Renaissance Italy saw the rise of individualism over identifying oneself with a family or a group of people.  It saw more versatility.  For example, Michelangelo was a painter, and architect, and a designer.  Leonardo da Vinci was a painter, inventor, scientist, innovator, experimenter, and on and on.  With the increase in art patronage, people grew to appreciate the beauty in nature and in many to an extent that it became a cult.  The joys of the present in this life took precedent over religion which mostly involved eternity and the future.  The result: people still accepted church dogmas and rites, but their religious life was mostly divorced from their daily lives.  It became like Christianity in the southern united states.  It's more of a culture thing than a sincerity thing.

Popes began contributing to this rebirth in art and humanism.  Nicholas V supported architects to repair bridges, aqueducts, and great churches in Rome.  He donated his whole library to form the Vatican library that is still enjoyed today.  To show how indifferent people were to religion at the time, Nicholas's secretary, Lorenzo Valla, began exploring the science of textual criticism and discovered that the Donation of Constantine was a fake.  Nobody punished him or even slapped his wrist. 

Julius II is the pope who commissioned Michelangelo to paint the Sistine Chapel.

Leo X was pope when Martin Luther began is revolution.  He was a member of the Medici family, the same family that began the Renaissance, and was such a patron of the arts that it trumped his spirituality.  He is the one who started selling indulgences in order to support the building of St. Peter's Cathedral.  There will be more on him later.

EXTRACTED MATERIAL:
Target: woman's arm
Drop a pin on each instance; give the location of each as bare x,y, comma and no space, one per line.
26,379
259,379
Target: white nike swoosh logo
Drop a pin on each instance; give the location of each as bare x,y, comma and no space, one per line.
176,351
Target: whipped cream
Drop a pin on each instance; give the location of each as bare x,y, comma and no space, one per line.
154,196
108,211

--

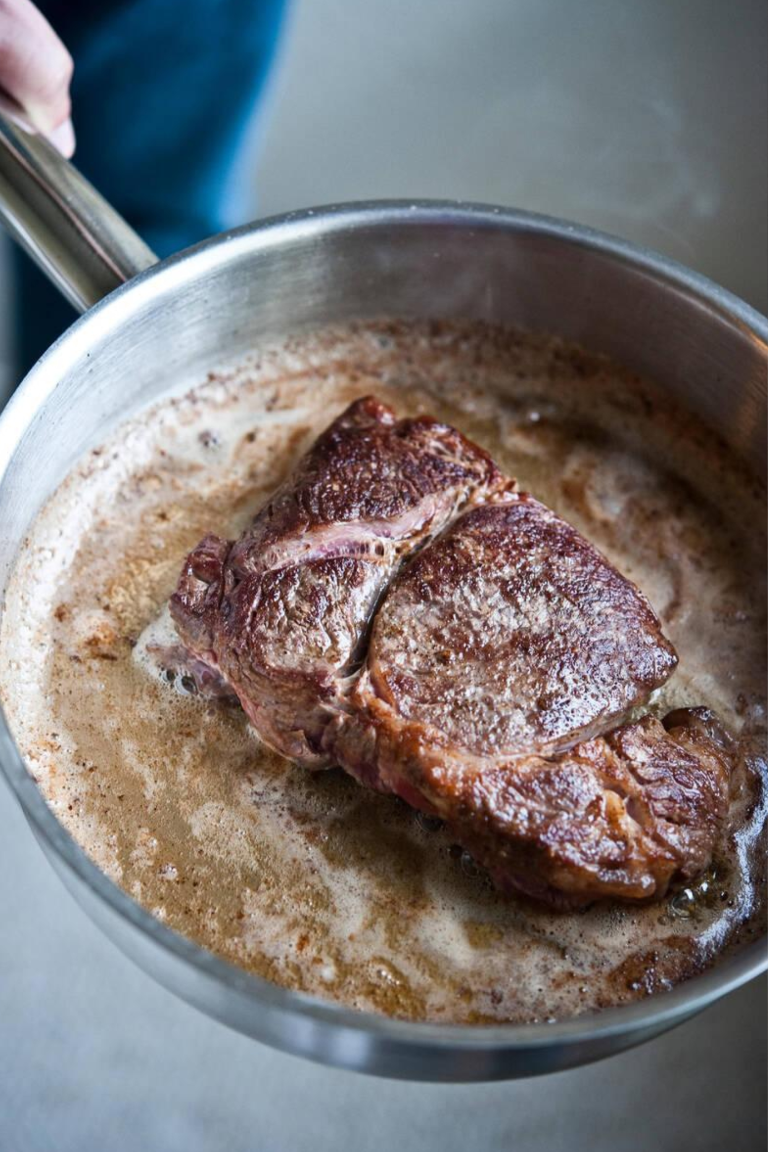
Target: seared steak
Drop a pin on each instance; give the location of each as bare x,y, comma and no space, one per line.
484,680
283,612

TASKS TO CARRY OUT:
1: According to the passage on Renaissance Italy, why did Leo X start selling indulgences?
2: List every pope named in the passage on Renaissance Italy.
3: Write the next part of the passage on Renaissance Italy, picking up after its final sentence.

RESPONSES:
1: He started selling indulgences to pay for the building of St. Peter's Cathedral.

2: Nicholas V, Julius II, Leo X

3:
This enthusiasm leaked beyond the Alps and reached the northern continent.  While Italy was more secular, Germany, France, and Spain wanted to study the Bible in its original languages.  Their humanism was different in that it cared for individual men and women who had souls.  Their goal was not to glorify man as a rational creature.  The following is a numbered list of influential people who led the northern Renaissance which was more a hybrid of secular and sacred.

1. There was a man named Savonarola who carried on the same work and Wycliffe and Hus in Italy.  He was also martyred for suggesting that the church leaders were less than perfect.  He had followers led by Marsilia Ficino who translated Plato into Latin.  They desired to integrate the Bible and Greek philosophy.

2. Jacque Lefevre wrote a Latin commentary on Paul's Epistles in 1512 France.  This paved the way for the Huguenot activity that occurred when the Reformation happened.

3. He was born Jiminez Francisco de Cisneros.  He became Cardinal Ximenes, archbishop of Toledo.  Queen Isabella came to him for confession and he was the Grand Inquisitor of the Spanish Inquisition.  He founded the University of Alcala to train Bible clergy and printed his own translation of the Greek New Testament in 1514.  He also supervised the publishing of a Polyglot Bible, or a Bible with many languages side-by-side.

4. John Colette, a Wycliffe disciple, belonged to the Oxford Reformers in England.  He came back from Italy and began lecture to develop a literal meaning of Paul's Epistles.  This troubled the waters because most religious scholars tried to find an allegory in all of Scripture.  Colette wanted the literal reading.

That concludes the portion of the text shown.